[DATA TO PROCESS]
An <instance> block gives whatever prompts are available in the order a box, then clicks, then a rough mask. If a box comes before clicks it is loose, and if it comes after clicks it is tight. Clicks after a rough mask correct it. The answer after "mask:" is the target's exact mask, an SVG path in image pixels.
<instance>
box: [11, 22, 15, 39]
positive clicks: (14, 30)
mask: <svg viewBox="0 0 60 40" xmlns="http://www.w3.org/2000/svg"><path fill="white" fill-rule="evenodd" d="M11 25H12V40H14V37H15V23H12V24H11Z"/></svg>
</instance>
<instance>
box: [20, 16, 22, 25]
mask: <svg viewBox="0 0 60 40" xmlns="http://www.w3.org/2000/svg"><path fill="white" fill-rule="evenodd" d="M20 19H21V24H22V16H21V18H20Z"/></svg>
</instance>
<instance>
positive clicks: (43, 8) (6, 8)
[/DATA TO PROCESS]
[DATA TO PROCESS]
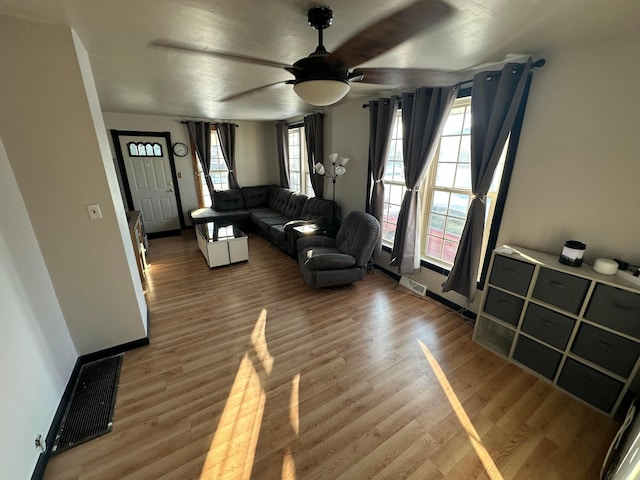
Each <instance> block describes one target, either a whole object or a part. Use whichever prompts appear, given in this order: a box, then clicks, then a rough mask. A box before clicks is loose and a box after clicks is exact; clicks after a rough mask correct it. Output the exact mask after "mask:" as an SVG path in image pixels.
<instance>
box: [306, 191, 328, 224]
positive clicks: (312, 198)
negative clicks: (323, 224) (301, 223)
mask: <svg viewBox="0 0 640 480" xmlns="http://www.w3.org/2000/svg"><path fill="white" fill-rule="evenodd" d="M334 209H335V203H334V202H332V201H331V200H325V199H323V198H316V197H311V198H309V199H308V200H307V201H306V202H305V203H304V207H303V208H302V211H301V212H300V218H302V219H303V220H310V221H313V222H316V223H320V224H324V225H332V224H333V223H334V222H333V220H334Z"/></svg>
[/DATA TO PROCESS]
[DATA TO PROCESS]
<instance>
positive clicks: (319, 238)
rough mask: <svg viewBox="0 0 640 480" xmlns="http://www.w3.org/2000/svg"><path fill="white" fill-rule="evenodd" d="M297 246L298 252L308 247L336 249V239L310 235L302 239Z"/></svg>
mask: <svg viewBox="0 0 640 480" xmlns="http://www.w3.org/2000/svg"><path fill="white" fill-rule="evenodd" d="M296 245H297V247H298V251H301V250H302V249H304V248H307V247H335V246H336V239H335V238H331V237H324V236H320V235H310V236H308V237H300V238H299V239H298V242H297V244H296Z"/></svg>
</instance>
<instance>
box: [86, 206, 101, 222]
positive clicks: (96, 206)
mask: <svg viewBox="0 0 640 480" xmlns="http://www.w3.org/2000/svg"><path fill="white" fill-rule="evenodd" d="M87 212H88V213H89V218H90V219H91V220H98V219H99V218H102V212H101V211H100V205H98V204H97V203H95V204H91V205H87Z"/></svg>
[/DATA TO PROCESS]
Copy the data from the line with "An <instance> block" down to the line with "positive clicks: (14, 30)", both included, changing "tight" to "exact" and nothing else.

An <instance> block gives whatever prompts are available in the order a box, then clicks, then a rough mask. If a box comes before clicks it is loose, and if it comes after clicks it is exact. Clicks after a rough mask correct it. The answer after "mask:" is the target's exact mask, an SVG path in image pixels.
<instance>
box: [11, 22, 15, 39]
positive clicks: (14, 30)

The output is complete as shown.